## JOBS
(a) In the newspaper column about the Ontario Realty Corp.'s Bay Street sale, how much did the empty lot across the street sell for per buildable square foot?
(b) In the column about the Ontario Realty Corp.'s Bay Street sale, shorten the paragraph beginning "The ORC has admitted that it made no effort" while keeping its main facts.
(c) Carry on the column about the Ontario Realty Corp.'s Bay Street sale, starting after its final sentence.

====== DOCUMENT PASSAGE ======

Globe & Mail May 17 2000, Wed. - by John Barber

ORC 'practice' broke its own rules

It's in our interest to make sure the Ontario Realty Corp. conducts its business in an open, fair and transparent manner to ensure that taxpayers get full value." That's what Management Board Chairman Chris Hodgson said in the legislature on Monday. So why has the ORC conducted its business in a closed, unfair and opaque manner, ensuring the taxpayers get ripped off again and again?

That question has been made pressing by the latest irregular deal brought to light, in which Cadillac dealer Clarke Addison was able to buy a prime Bay Street development site for less than one-third of the price of comparable properties on the same street.

Mr. Hodgson's defence of that deal speaks volumes about his professed commitment to fairness and openness -- not to mention his relative degree of respect for your pocketbook.

The ORC has admitted that it made no effort to market the property and deliberately did not invite any other buyers to submit bids. It did so, according to spokeswoman Judith Baird, as a gesture of good will toward its long-term tenant. The dealership has been in the family for generations, it's a historical landmark, et cetera.

Who could complain?

There might well be no complaint if one accepts the spin, repeatedly offered by both the ORC and Mr. Hodgson, that the government sold one property in a single transaction for a consideration of $6.5-million.

But it didn't.

Land records show clearly that Addison Properties Ltd. and the Ontario government completed two separate deals. Addison bought its dealership for $4.5-million. It bought the empty lot across the street -- one that will surely not be wasted on used cars much longer -- for $2-million.

The lot sold for $8 per "buildable" square foot, that measure referring to the total size of building that the lot's size and high-density zoning will permit. Other condominium sites in downtown Toronto sell for upwards of $30 per buildable square foot. On upper Bay Street, prices range as high as $44.

Those prices are not guesstimates, by the way. They are as clearly established as the prices posted in large numbers above the gas pumps at your local Petro-Can. Just as bad, this discount deal flies in the face of ORC policies that specifically ban non-competitive sales and any sort of sweetheart deals for interested parties (including tenants).

====== ENTRIES SUPPLIED ======

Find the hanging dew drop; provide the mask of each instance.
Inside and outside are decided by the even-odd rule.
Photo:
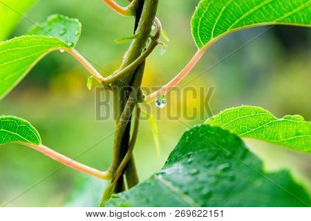
[[[158,97],[154,102],[157,107],[159,108],[162,108],[167,105],[167,96],[161,95]]]

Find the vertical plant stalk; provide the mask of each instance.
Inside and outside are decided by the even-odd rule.
[[[142,8],[141,15],[136,15],[136,17],[140,17],[140,19],[135,32],[142,37],[133,40],[124,56],[120,70],[129,66],[144,51],[156,18],[158,3],[158,0],[138,1],[138,6],[142,6]],[[136,11],[140,11],[139,7],[137,7]],[[128,151],[131,129],[130,121],[133,110],[137,104],[144,69],[144,64],[142,64],[135,70],[129,72],[120,81],[111,85],[115,102],[115,121],[117,125],[113,145],[113,163],[110,168],[113,174],[115,173]],[[130,159],[129,162],[132,160]],[[136,173],[133,165],[133,164],[128,164],[125,169],[126,174]],[[123,174],[120,178],[120,182],[117,182],[115,193],[120,192],[124,189],[122,177]],[[131,176],[128,177],[131,179]],[[131,180],[129,180],[129,179],[126,181],[128,183],[131,182]]]

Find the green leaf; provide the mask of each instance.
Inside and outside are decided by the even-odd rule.
[[[242,137],[258,139],[311,153],[311,122],[300,115],[277,119],[261,108],[243,106],[226,109],[205,123]]]
[[[286,171],[266,173],[240,138],[196,126],[182,135],[162,171],[108,206],[307,206],[309,195]]]
[[[55,37],[65,41],[68,46],[74,47],[80,37],[81,28],[78,19],[53,15],[46,21],[31,28],[28,35]]]
[[[201,0],[191,21],[196,45],[232,32],[265,25],[310,26],[310,0]]]
[[[48,21],[50,29],[47,26],[50,23]],[[55,21],[60,21],[59,26]],[[77,24],[76,19],[62,16],[53,16],[41,26],[50,30],[50,32],[57,37],[22,36],[0,43],[0,99],[19,83],[43,57],[54,50],[70,49],[78,40],[81,31],[81,26]],[[64,27],[67,27],[68,32],[63,35]],[[37,28],[30,32],[49,35]]]
[[[39,145],[38,131],[27,121],[17,117],[0,117],[0,145],[24,142]]]
[[[0,1],[0,41],[8,38],[23,14],[37,0]]]

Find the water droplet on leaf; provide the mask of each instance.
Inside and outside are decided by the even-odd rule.
[[[217,169],[219,171],[226,171],[229,170],[230,166],[231,166],[231,165],[230,165],[229,163],[225,163],[225,164],[223,164],[219,165],[218,166],[217,166]]]
[[[167,105],[167,96],[159,96],[157,99],[156,99],[156,101],[154,102],[157,107],[158,107],[159,108],[162,108]]]
[[[162,47],[161,50],[160,50],[160,55],[163,55],[164,54],[165,54],[166,52],[167,52],[167,46],[163,46],[163,47]]]

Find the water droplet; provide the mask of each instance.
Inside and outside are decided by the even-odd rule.
[[[200,171],[199,171],[198,169],[191,169],[191,170],[189,171],[189,173],[190,173],[191,175],[196,175],[196,174],[198,174],[198,173],[200,173]]]
[[[120,197],[119,195],[116,195],[116,194],[113,194],[111,195],[111,196],[110,197],[111,199],[119,199]]]
[[[227,171],[230,168],[231,165],[229,163],[225,163],[217,166],[217,169],[219,171]]]
[[[161,50],[160,50],[160,55],[163,55],[164,54],[165,54],[167,51],[167,46],[163,46],[163,47],[162,47]]]
[[[187,160],[187,162],[188,163],[188,164],[190,164],[193,162],[194,162],[194,159],[192,159],[192,158],[189,158]]]
[[[202,195],[203,195],[204,198],[206,200],[207,198],[209,198],[211,196],[211,191],[209,189],[205,189]]]
[[[156,101],[154,102],[157,107],[158,107],[159,108],[162,108],[167,105],[167,96],[159,96],[157,99],[156,99]]]
[[[210,163],[210,162],[207,162],[205,164],[204,164],[204,167],[205,167],[205,168],[209,168],[211,166],[211,163]]]
[[[65,28],[63,28],[62,29],[62,32],[59,33],[59,35],[64,36],[64,35],[66,35],[66,33],[67,33],[67,30]]]

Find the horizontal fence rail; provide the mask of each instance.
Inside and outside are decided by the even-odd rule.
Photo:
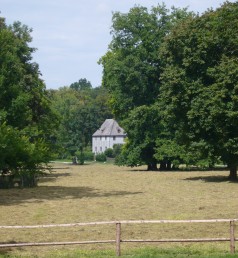
[[[229,223],[229,238],[198,238],[198,239],[121,239],[121,227],[123,224],[173,224],[173,223]],[[100,221],[70,224],[49,224],[49,225],[28,225],[28,226],[0,226],[0,229],[35,229],[35,228],[55,228],[55,227],[77,227],[77,226],[97,226],[115,225],[116,238],[114,240],[92,240],[74,242],[29,242],[29,243],[1,243],[0,248],[4,247],[24,247],[24,246],[50,246],[50,245],[79,245],[79,244],[116,244],[116,255],[121,255],[121,243],[201,243],[201,242],[230,242],[230,252],[235,253],[235,222],[238,219],[208,219],[208,220],[122,220],[122,221]]]

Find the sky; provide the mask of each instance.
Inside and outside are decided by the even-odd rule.
[[[222,0],[164,0],[168,8],[188,7],[203,13],[216,9]],[[231,1],[235,2],[235,1]],[[111,41],[112,13],[126,13],[135,5],[148,9],[155,0],[0,0],[0,16],[7,24],[20,21],[33,29],[31,46],[47,89],[69,86],[86,78],[101,85],[99,59]]]

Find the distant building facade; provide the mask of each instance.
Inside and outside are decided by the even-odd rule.
[[[114,144],[124,144],[126,133],[116,120],[106,119],[92,136],[92,152],[103,153]]]

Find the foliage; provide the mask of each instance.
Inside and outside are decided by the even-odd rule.
[[[74,90],[90,90],[92,89],[92,84],[90,81],[87,81],[87,79],[79,79],[78,82],[74,82],[72,84],[70,84],[69,86],[71,89]]]
[[[32,32],[0,19],[0,172],[36,185],[54,149],[57,116],[51,109],[39,67],[32,62]]]
[[[238,165],[238,4],[188,19],[166,38],[160,92],[161,110],[178,144],[198,146],[228,164]],[[196,150],[198,150],[196,148]]]
[[[107,161],[107,157],[104,153],[98,153],[96,155],[96,161],[105,162],[105,161]]]
[[[169,11],[165,5],[152,7],[151,11],[135,6],[127,14],[113,14],[112,41],[100,63],[103,86],[109,90],[113,113],[122,121],[128,136],[118,159],[120,164],[146,163],[148,169],[156,169],[154,148],[159,137],[156,129],[160,126],[160,116],[155,111],[155,117],[151,111],[156,109],[152,105],[160,89],[158,51],[171,28],[190,15],[186,9]]]
[[[94,154],[92,153],[92,151],[84,151],[84,159],[87,161],[93,161]]]
[[[104,154],[106,155],[106,157],[108,158],[114,158],[113,156],[113,149],[112,148],[108,148],[104,151]]]
[[[51,92],[52,105],[61,117],[57,143],[59,156],[74,155],[80,146],[91,146],[92,134],[102,121],[111,117],[107,104],[107,92],[101,87],[75,90],[63,87]]]
[[[48,148],[42,139],[32,141],[21,131],[6,125],[0,125],[0,173],[1,180],[8,176],[9,181],[3,187],[13,186],[13,180],[19,178],[20,186],[36,186],[37,176],[49,162]],[[43,166],[45,164],[45,166]]]

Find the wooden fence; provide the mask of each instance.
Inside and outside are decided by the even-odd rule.
[[[75,242],[31,242],[31,243],[14,243],[14,244],[0,244],[3,247],[23,247],[23,246],[49,246],[49,245],[78,245],[78,244],[105,244],[114,243],[116,245],[116,255],[121,255],[121,243],[199,243],[199,242],[230,242],[230,252],[235,253],[235,222],[238,219],[210,219],[210,220],[129,220],[129,221],[102,221],[102,222],[88,222],[88,223],[73,223],[73,224],[52,224],[52,225],[34,225],[34,226],[0,226],[0,229],[30,229],[30,228],[53,228],[53,227],[76,227],[76,226],[90,226],[90,225],[115,225],[116,237],[113,240],[93,240],[93,241],[75,241]],[[172,223],[229,223],[229,238],[199,238],[199,239],[122,239],[121,228],[123,224],[172,224]]]

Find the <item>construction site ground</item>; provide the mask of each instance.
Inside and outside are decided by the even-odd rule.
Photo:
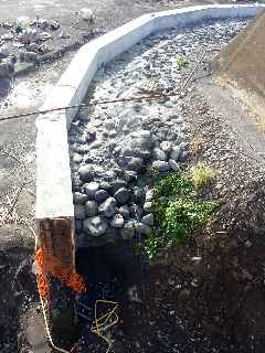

======

## THE ANSWERS
(a) $8 per buildable square foot

(b) The ORC admitted it did not market the property and purposely invited no other bids. Spokeswoman Judith Baird called this a goodwill gesture toward its long-term tenant, a dealership held by the family for generations and a historical landmark.

(c)
Mr. Hodgson has repeatedly attempted to deflect criticism of other ORC deals by drawing attention to the policies, which are clear, tough and fair. So how does he explain a deal that closed in January and flagrantly violates all his own rules regarding openness and competition?

He does it by pointing out, in a bravura demonstration of political cowardice, that the regulations didn't come into effect until a few days after the Addison deal closed.

What he doesn't point out is that the old policies contained exactly the same sanctions against non-competitive sales as the new policies that superseded them. The relevant clauses in both documents are identical, word for word. Maybe Mr. Hodgson doesn't know that, or maybe he's just hoping nobody will find out.

But that hasn't stopped either him or his minions, who yesterday produced a "fact sheet" claiming that the Addison deal "was conducted in accordance with ORC practice in place at the time the transaction was consummated."

This "practice," it continued, "dictated that surplus property be first offered to government ministries and then the existing tenant."

I searched in vain for any mention of this practice in the Corporate Management Directive published in September, 1998, that dictated the procedures for selling government land prior to January, 2000. All I found was the language, referred to above, banning non-competitive sales to insiders. The document makes no mention of the special rights of tenants.

So I asked the ORC to explain.

It turns out that there is a big difference between a "practice" and a "policy" -- let alone anything so confining as a rule. It was ORC practice at the time, I was told, to violate its own clearly stated policies.

I wonder why they didn't bother to make that subtle distinction in the "fact" sheet. Could it be that they are just spinning and squirming in a pathetic attempt to avoid responsibility for a rotten deal?

Surely it is time for the defence to rest. Its exertions have become ugly.